Document text:
————
Bobby’s Room, the spiritual home of high-stakes poker in Las Vegas, has changed its name, Cardplayer reports. From now, the Bellagio’s high-limit room will be known as “Legends Room” — a belated acknowledgment that one particular poker legend has gone to work for a competitor down the Strip.
Poker Hall of Famer, 1978 World Series Champion, and Las Vegas casino executive Bobby Baldwin is no longer an MGM man. Last year, he was named chairman and CEO of the unfinished Drew Las Vegas.
Birth of Bobby’s Room
Back in 1998, when the Bellagio opened, Steve Wynn chose Baldwin to oversee Las Vegas’ hottest new venue as president.
After winning the World Series when he was 28, the Oklahoma native stuck around in Las Vegas. In 1982 he was hired as a consultant for the Golden Nugget, which was then a Steve Wynn property. Just two years later he was Golden Nugget president.
————
Information supplied:
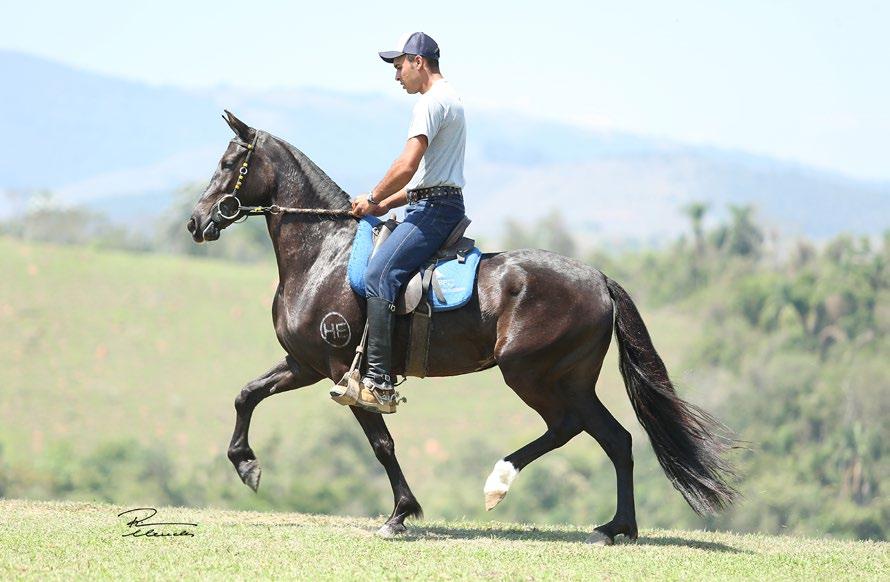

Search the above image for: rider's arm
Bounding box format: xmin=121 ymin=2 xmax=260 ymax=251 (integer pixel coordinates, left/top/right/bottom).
xmin=352 ymin=135 xmax=429 ymax=216
xmin=373 ymin=135 xmax=429 ymax=210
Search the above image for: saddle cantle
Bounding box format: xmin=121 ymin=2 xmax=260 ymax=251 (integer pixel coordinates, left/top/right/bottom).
xmin=347 ymin=216 xmax=482 ymax=378
xmin=347 ymin=216 xmax=482 ymax=315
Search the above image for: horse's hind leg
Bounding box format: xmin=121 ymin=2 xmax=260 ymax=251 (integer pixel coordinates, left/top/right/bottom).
xmin=228 ymin=356 xmax=322 ymax=491
xmin=350 ymin=406 xmax=423 ymax=538
xmin=483 ymin=358 xmax=583 ymax=510
xmin=483 ymin=411 xmax=581 ymax=511
xmin=571 ymin=392 xmax=637 ymax=545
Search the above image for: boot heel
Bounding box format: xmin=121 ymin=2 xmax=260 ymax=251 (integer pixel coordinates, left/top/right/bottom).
xmin=329 ymin=370 xmax=361 ymax=406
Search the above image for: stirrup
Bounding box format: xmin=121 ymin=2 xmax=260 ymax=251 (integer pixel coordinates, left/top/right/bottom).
xmin=330 ymin=370 xmax=405 ymax=414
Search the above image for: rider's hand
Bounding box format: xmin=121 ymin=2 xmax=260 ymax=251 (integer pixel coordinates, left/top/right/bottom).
xmin=352 ymin=194 xmax=386 ymax=217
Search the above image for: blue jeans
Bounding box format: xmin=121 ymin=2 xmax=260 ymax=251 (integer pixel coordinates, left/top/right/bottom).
xmin=365 ymin=196 xmax=464 ymax=304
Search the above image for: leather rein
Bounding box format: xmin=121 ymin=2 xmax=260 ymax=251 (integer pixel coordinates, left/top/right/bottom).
xmin=210 ymin=131 xmax=356 ymax=224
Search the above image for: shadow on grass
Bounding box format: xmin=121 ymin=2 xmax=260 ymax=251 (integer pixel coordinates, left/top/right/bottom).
xmin=394 ymin=526 xmax=752 ymax=554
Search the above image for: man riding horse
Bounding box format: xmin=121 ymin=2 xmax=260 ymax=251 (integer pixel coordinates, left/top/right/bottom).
xmin=352 ymin=32 xmax=467 ymax=413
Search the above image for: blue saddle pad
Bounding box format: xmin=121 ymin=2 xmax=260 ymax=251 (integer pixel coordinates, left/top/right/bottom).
xmin=347 ymin=216 xmax=482 ymax=311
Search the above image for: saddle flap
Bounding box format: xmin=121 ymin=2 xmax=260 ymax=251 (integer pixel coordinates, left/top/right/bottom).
xmin=441 ymin=214 xmax=473 ymax=251
xmin=396 ymin=272 xmax=423 ymax=315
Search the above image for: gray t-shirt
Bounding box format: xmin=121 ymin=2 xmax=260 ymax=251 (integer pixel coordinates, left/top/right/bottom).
xmin=407 ymin=79 xmax=467 ymax=190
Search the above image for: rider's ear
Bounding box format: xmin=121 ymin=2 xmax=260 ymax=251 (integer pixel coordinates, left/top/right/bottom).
xmin=223 ymin=109 xmax=252 ymax=141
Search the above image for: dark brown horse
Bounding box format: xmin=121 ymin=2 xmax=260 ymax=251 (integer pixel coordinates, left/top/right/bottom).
xmin=188 ymin=112 xmax=737 ymax=543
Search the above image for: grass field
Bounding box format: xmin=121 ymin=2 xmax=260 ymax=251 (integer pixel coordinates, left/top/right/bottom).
xmin=0 ymin=500 xmax=890 ymax=581
xmin=0 ymin=238 xmax=708 ymax=526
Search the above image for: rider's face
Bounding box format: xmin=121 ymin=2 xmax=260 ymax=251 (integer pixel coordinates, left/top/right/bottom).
xmin=392 ymin=55 xmax=423 ymax=95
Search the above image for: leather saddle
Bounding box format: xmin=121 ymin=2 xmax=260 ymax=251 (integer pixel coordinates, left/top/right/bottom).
xmin=371 ymin=215 xmax=476 ymax=315
xmin=371 ymin=215 xmax=476 ymax=378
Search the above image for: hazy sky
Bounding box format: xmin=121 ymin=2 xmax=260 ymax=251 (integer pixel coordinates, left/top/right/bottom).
xmin=6 ymin=0 xmax=890 ymax=180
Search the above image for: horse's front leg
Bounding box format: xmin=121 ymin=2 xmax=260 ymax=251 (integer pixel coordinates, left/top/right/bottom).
xmin=350 ymin=406 xmax=423 ymax=538
xmin=228 ymin=356 xmax=322 ymax=491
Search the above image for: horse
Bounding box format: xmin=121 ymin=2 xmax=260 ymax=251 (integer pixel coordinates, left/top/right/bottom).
xmin=187 ymin=111 xmax=738 ymax=545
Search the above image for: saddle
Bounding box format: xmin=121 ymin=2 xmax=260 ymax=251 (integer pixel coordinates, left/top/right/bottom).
xmin=371 ymin=215 xmax=478 ymax=378
xmin=371 ymin=215 xmax=476 ymax=315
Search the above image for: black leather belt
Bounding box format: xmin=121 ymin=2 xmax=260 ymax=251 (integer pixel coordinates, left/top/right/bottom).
xmin=408 ymin=186 xmax=463 ymax=204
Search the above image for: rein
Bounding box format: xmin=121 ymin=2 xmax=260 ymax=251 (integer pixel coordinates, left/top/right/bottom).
xmin=210 ymin=132 xmax=357 ymax=224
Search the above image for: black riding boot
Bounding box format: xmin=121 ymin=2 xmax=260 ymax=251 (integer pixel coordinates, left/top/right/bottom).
xmin=361 ymin=297 xmax=396 ymax=413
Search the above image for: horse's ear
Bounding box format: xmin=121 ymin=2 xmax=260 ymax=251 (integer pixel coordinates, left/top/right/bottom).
xmin=223 ymin=109 xmax=253 ymax=141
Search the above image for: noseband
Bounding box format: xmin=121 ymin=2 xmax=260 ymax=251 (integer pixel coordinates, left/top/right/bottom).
xmin=210 ymin=131 xmax=356 ymax=226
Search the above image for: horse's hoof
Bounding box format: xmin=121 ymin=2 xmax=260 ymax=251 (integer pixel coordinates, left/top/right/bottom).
xmin=485 ymin=491 xmax=507 ymax=511
xmin=584 ymin=529 xmax=615 ymax=546
xmin=377 ymin=523 xmax=408 ymax=540
xmin=238 ymin=459 xmax=263 ymax=493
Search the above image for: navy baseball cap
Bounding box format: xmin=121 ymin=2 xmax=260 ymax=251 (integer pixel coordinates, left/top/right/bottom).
xmin=377 ymin=32 xmax=439 ymax=63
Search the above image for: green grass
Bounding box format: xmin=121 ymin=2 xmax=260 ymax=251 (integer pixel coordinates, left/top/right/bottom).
xmin=0 ymin=500 xmax=890 ymax=580
xmin=6 ymin=237 xmax=876 ymax=544
xmin=0 ymin=238 xmax=690 ymax=520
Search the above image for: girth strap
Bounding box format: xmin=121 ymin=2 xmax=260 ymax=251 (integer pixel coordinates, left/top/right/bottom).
xmin=405 ymin=297 xmax=433 ymax=378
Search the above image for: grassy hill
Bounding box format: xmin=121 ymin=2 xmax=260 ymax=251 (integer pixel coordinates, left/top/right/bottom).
xmin=0 ymin=238 xmax=700 ymax=526
xmin=0 ymin=500 xmax=890 ymax=580
xmin=0 ymin=231 xmax=890 ymax=540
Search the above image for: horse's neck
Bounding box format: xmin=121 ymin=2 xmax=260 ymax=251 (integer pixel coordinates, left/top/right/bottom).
xmin=266 ymin=214 xmax=356 ymax=287
xmin=267 ymin=152 xmax=356 ymax=285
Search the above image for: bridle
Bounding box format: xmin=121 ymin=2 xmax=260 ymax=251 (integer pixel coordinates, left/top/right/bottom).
xmin=210 ymin=131 xmax=357 ymax=226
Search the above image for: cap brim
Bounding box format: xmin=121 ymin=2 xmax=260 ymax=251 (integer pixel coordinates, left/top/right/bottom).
xmin=377 ymin=51 xmax=405 ymax=63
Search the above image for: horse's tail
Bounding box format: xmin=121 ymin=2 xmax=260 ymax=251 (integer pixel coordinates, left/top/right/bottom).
xmin=606 ymin=277 xmax=739 ymax=515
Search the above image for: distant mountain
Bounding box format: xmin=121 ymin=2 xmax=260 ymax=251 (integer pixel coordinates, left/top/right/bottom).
xmin=0 ymin=51 xmax=890 ymax=242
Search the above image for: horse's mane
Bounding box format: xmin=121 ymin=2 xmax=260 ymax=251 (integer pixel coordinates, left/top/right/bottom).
xmin=269 ymin=134 xmax=351 ymax=209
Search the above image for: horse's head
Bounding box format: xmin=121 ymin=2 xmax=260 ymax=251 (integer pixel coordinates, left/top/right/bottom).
xmin=186 ymin=111 xmax=275 ymax=242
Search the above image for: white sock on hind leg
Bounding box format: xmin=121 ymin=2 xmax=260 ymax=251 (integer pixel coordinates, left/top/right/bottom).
xmin=483 ymin=459 xmax=519 ymax=496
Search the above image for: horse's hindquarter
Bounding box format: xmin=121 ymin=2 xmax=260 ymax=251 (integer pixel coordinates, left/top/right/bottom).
xmin=420 ymin=249 xmax=613 ymax=376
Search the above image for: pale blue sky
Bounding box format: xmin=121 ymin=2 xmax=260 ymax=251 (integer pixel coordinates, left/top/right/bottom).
xmin=6 ymin=0 xmax=890 ymax=180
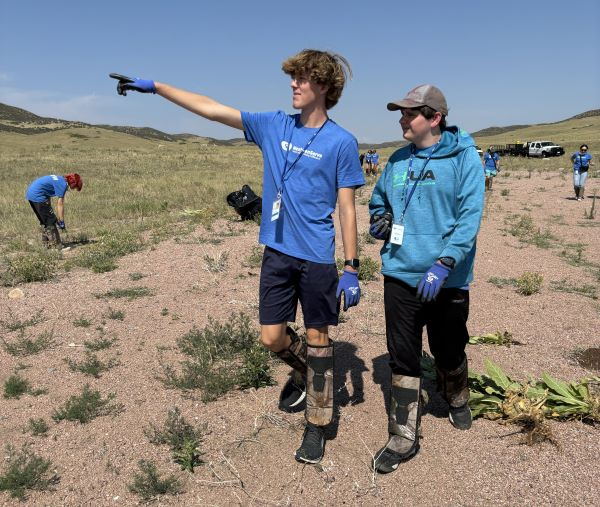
————
Things to do:
1. Retype the passage of the poker room article starting at "Poker Hall of" and ending at "Golden Nugget president.".
2. Write what comes next in the poker room article, picking up after its final sentence.

Responses by task:
1.
Poker Hall of Famer, 1978 World Series Champion, and Las Vegas casino executive Bobby Baldwin is no longer an MGM man. Last year, he was named chairman and CEO of the unfinished Drew Las Vegas.
Birth of Bobby’s Room
Back in 1998, when the Bellagio opened, Steve Wynn chose Baldwin to oversee Las Vegas’ hottest new venue as president.
After winning the World Series when he was 28, the Oklahoma native stuck around in Las Vegas. In 1982 he was hired as a consultant for the Golden Nugget, which was then a Steve Wynn property. Just two years later he was Golden Nugget president.

2.
When Wynn opened the Mirage in 1987, Baldwin was again recruited as president, while also becoming the CFO of Mirage Resorts, which later merged with MGM Grand to become MGM Resorts.
Before Baldwin’s move to the Bellagio, the biggest game in town had been at the Mirage. Baldwin decided to take it with him and had a special room built inside the Bellagio Poker Room. It was elevated above the rest of the card tables but visible to the public through large stained-glass doors.
Because Nevada laws prohibit private games in casinos, one of the glass doors had to remain invitingly open at all times. Not that you were likely to get tourists wandering in off the street. “Bobby’s Room” was hosting the biggest poker games at the world at the time.
On a normal night there might be mixed games with blinds of $400-$800. During the World Series those limits could go up $1,000-$2,000 and higher. According to Cardplayer, there is currently a $2,500-$5,000 big bet mix game running at the Legends Room, which will probably always be Bobby’s Room to poker players.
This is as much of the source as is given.